_TASK DIRECTIONS_:
Extend the passage on government and protest in Syria and Iran, picking up after its last sentence.

_DOCUMENT_:
--------

Emergency laws have been in force in the country since 1963. After the death of Hafez al-Assad, Syria underwent a degree of liberalization. Hundreds of political prisoners were freed. There were, however, no further changes, such as increased political freedoms or reforms in the economy, which is heavily dominated by the state.

Iran:

The Iranian government has called a rally for Friday, February 18, as an expression of general rejection of opposition to the country’s government. But this official protest quickly turned into an antigovernment rally that left two dead and several injured.

Iran’s complex and unusual political system combines elements of an Islamic theocracy with democracy. A network of institutions not subject to popular vote and controlled by the highly powerful Supreme Leader of the country has its counterpart in a president and a parliament elected by the people.

President Mahmoud Ahmadinejad, elected in 2005, is a supporter of the extreme religious conservatives, who promised to suppress any protest against the regime.

He accused protesters of trying to “tarnish national Iranian brilliance.”

--------

[Saved entries]
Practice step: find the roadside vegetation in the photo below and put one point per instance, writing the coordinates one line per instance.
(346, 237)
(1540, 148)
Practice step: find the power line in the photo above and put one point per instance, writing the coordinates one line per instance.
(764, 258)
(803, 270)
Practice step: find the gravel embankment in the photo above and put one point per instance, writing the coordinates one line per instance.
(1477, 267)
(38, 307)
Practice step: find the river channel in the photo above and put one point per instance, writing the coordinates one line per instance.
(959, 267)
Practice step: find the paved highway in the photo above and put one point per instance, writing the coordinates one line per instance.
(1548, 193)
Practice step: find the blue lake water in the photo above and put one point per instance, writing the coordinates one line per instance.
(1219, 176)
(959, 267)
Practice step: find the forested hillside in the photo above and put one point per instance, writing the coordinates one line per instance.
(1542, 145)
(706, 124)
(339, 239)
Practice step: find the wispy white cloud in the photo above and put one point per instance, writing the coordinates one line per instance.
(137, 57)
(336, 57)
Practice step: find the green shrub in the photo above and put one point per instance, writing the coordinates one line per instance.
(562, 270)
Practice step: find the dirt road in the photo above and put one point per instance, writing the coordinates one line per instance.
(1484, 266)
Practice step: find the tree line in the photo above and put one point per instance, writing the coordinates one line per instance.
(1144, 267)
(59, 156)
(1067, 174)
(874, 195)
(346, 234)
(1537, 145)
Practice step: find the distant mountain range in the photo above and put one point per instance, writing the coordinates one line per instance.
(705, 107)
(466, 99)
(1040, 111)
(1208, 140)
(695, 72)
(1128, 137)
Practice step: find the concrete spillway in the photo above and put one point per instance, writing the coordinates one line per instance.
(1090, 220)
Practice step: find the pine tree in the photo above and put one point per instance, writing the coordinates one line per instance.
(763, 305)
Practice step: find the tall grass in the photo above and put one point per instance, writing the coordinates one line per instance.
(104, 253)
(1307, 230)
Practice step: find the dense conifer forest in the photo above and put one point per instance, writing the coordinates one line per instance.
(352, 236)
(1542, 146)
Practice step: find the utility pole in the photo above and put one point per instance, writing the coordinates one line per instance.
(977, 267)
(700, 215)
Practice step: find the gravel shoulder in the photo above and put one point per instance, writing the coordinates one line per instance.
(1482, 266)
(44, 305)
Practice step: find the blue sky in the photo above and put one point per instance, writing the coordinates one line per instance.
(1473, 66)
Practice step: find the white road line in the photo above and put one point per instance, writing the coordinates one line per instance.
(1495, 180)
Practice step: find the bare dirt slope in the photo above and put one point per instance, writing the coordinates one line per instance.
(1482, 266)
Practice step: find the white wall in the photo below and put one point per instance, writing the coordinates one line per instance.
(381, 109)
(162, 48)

--------

_EXERCISE OUTPUT_:
Saudi Arabia:

One of the most insular and religious countries of the Middle East, Saudi Arabia was a poor desert kingdom before the discovery of oil on its territory. Not long afterward, however, it became one of the richest nations in the region.

But its rulers face the delicate problem of responding to pressures for reform and, at the same time, of combatting the growing problem of extremist Islamic violence. The Saudi royal family has always tried to preserve stability in the region and repress Islamic extremists. Opposition movements are prohibited in the country.

Regionally, the country is important, with King Abullah Bin-Abd-al-Aziz Al Saud seen in the Arab world as a defender of general Arab interests in the region.

It was to Saudi Arabia that the deposed leader of Tunisia, Zine al-Abidine Ben Ali, fled in January.

Yemen:

After days of protests, the Yemeni President, Ali Abdullah Saleh, announced on February 2, that he would not run for another term in the presidency, after three decades in power. He also told Parliament that he would not pass power on to his son.

But the protests are continuing, with people taking to the streets in the cities of Sana’a, Aden and Taiz.

Antigovernment protesters calling for political reforms clashed with groups loyal to the government, and police were sent to quell demonstrations.

Yemen is the poorest country in the Arab world, where almost half the population lives on less than two dollars a day.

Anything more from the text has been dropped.